Please output exactly the run of lines that starts at the line with "sky in the photo above." and ends at the last line of the records below.

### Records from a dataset

****

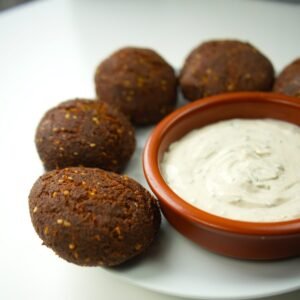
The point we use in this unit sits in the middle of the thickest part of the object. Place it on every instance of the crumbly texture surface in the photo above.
(92, 217)
(223, 66)
(138, 81)
(85, 133)
(288, 81)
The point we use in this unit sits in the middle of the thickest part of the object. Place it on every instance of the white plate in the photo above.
(176, 266)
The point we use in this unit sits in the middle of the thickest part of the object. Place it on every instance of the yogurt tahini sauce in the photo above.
(239, 169)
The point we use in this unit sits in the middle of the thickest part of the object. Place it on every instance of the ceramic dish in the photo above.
(174, 265)
(247, 240)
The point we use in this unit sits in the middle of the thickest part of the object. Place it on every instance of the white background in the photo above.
(48, 53)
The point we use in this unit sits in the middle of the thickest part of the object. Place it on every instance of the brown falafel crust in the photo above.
(87, 133)
(92, 217)
(225, 66)
(139, 82)
(288, 81)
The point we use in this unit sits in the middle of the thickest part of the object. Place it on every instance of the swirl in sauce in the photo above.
(239, 169)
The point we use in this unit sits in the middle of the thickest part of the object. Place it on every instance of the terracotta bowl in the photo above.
(246, 240)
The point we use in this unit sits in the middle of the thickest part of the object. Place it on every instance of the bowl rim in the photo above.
(193, 214)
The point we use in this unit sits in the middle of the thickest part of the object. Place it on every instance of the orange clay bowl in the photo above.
(246, 240)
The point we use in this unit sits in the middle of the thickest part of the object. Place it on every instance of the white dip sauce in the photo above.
(240, 169)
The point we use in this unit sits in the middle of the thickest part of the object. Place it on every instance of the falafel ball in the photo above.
(288, 81)
(223, 66)
(139, 82)
(85, 133)
(91, 217)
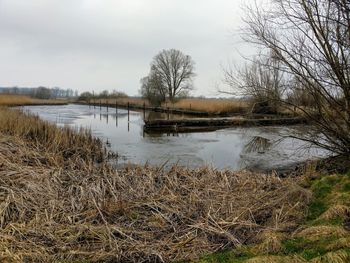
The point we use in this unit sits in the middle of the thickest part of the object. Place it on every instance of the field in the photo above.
(17, 100)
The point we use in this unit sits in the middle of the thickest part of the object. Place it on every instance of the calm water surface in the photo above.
(221, 149)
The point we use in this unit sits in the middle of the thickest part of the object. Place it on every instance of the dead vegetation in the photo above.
(212, 106)
(17, 100)
(57, 203)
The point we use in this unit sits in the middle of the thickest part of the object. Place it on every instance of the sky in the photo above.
(88, 45)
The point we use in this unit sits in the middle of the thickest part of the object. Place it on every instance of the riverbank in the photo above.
(210, 124)
(8, 100)
(61, 201)
(195, 107)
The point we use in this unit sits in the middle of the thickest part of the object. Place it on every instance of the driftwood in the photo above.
(205, 124)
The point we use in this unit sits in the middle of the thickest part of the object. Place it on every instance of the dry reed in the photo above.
(56, 203)
(213, 106)
(17, 100)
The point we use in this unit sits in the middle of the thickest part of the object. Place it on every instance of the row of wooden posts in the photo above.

****

### PROBLEM SOLUTION
The point we use in this unit sits in the middle of the thickest part of the object. Place it on every instance of the sky in the photo above.
(88, 45)
The point we use in this unit sits in the middle of the thickest part of the object. Place it on every instance of the riverbank in the photo above.
(210, 124)
(8, 100)
(61, 201)
(195, 107)
The point we use in this unit sits in the middle of the thickest part of the object. Place it on every instance of the driftwood in the photo above.
(205, 124)
The point we use in this unit sits in the middle of the thickest part of the object. Place it on every instance of the dry reed in the photo above.
(56, 203)
(213, 106)
(17, 100)
The point we use in this unit sits in the middle of the thickest part of the object. Place it on every instance of the row of wooden posts in the photo above.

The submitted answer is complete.